#### [Document section]
Start of Block
Stay sweaty and glittery. Black Lives Matter.

I DON’T CARE / I LOVE IT

For almost seven hours, I chanted in my head I DON’T CARE / I LOVE IT. I care a lot, which is why it has taken me a month to write a Patapsco 50k race recap. Still, that accidental mantra can summarize the training cycle. Let’s break it down into three parts, like a long poem, if you will. I’m primarily a poet, so forgive me if I focus on the overall vibe, rather than every detail.

Pre-race

A few weeks ago, I was talking about iron infusions with a coworker. She said, “if I get an iron infusion maybe I can run ultras!” And I responded, “I literally couldn’t do this until I got my iron (and other chronic health conditions) under control.” So maybe I will have another training partner soon. I feel like I’m in a liminal space of healthy and sick. Despite a global pandemic, I’ve been able to pursue passions like running without physical limits over the past three years.
End of Block
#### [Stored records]
Start of Block
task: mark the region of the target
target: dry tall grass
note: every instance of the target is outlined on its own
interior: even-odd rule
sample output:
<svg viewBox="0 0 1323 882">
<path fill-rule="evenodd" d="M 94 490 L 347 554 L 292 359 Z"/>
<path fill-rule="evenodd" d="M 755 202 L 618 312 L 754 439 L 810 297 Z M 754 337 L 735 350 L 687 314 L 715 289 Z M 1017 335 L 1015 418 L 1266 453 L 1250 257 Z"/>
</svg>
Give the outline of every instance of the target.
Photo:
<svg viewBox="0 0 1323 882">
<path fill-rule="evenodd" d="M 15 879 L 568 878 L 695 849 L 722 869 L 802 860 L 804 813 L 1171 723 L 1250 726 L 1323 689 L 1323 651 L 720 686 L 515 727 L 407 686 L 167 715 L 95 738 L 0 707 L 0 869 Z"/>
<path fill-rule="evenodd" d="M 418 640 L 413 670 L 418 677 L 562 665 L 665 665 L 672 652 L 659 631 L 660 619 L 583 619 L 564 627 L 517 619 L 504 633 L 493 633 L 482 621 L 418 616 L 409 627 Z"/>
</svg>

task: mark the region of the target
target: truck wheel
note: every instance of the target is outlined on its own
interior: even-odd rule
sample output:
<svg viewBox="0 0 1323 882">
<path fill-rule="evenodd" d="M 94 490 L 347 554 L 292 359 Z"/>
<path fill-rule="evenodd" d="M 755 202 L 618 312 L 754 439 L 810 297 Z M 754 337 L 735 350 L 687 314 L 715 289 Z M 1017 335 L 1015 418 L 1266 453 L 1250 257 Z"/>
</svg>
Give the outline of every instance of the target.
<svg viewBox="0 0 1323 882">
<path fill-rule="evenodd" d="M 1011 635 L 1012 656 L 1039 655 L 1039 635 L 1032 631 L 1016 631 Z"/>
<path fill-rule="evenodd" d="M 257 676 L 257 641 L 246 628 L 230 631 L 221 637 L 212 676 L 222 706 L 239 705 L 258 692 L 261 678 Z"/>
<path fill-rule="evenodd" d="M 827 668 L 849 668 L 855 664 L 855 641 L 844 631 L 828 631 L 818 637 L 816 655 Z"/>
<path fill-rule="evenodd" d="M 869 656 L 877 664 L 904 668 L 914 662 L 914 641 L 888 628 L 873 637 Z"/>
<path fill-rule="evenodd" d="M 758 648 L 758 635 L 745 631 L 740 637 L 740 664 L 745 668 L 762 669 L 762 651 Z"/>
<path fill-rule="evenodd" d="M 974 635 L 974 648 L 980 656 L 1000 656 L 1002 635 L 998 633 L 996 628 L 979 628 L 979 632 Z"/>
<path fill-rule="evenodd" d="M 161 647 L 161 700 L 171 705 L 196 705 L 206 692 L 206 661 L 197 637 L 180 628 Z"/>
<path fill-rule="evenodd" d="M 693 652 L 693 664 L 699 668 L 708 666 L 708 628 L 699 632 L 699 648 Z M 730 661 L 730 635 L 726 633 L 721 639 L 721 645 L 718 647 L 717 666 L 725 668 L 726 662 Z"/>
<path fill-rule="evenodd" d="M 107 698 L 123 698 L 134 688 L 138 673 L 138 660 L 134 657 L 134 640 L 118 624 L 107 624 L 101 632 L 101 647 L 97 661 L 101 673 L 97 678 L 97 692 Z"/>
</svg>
End of Block
#### [What the task asks]
From the race recap, extract the passage running from "A few weeks" up to and including "past three years.", copying it word for word.

#### [Reply]
A few weeks ago, I was talking about iron infusions with a coworker. She said, “if I get an iron infusion maybe I can run ultras!” And I responded, “I literally couldn’t do this until I got my iron (and other chronic health conditions) under control.” So maybe I will have another training partner soon. I feel like I’m in a liminal space of healthy and sick. Despite a global pandemic, I’ve been able to pursue passions like running without physical limits over the past three years.